#### Your task
How many lines in the material below contain the string "wing"? Matches must have the same case. Reply with the number alone.

#### Record list
══════════

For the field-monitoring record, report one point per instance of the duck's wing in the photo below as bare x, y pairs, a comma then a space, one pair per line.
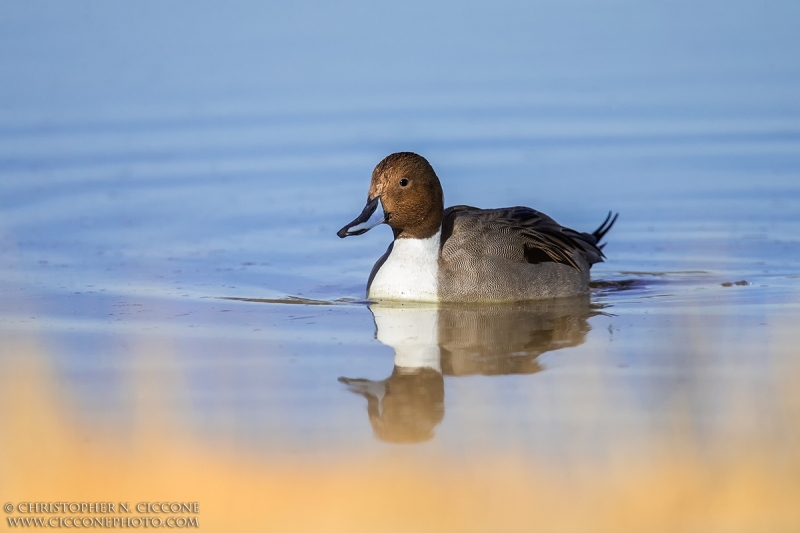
525, 235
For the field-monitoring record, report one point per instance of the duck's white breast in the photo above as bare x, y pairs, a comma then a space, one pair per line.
411, 272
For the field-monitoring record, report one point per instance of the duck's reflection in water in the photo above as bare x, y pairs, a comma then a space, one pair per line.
458, 340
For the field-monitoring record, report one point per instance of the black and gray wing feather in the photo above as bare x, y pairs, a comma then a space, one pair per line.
523, 234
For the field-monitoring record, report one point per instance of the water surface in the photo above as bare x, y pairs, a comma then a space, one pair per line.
180, 321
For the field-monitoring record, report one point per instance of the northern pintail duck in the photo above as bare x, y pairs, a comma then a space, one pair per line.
466, 254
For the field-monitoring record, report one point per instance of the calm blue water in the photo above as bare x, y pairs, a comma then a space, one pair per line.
155, 158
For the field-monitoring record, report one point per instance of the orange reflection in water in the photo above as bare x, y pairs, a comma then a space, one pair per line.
45, 456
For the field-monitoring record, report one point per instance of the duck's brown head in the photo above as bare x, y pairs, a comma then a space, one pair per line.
405, 194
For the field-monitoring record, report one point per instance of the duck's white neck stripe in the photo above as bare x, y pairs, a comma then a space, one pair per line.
411, 272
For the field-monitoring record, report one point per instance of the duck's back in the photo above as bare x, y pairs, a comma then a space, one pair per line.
513, 253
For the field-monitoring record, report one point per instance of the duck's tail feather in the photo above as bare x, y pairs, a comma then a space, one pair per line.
607, 224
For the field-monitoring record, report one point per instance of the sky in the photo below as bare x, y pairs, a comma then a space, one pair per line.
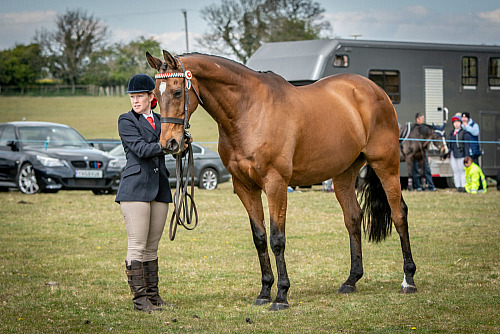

══════════

#### Answer to the problem
2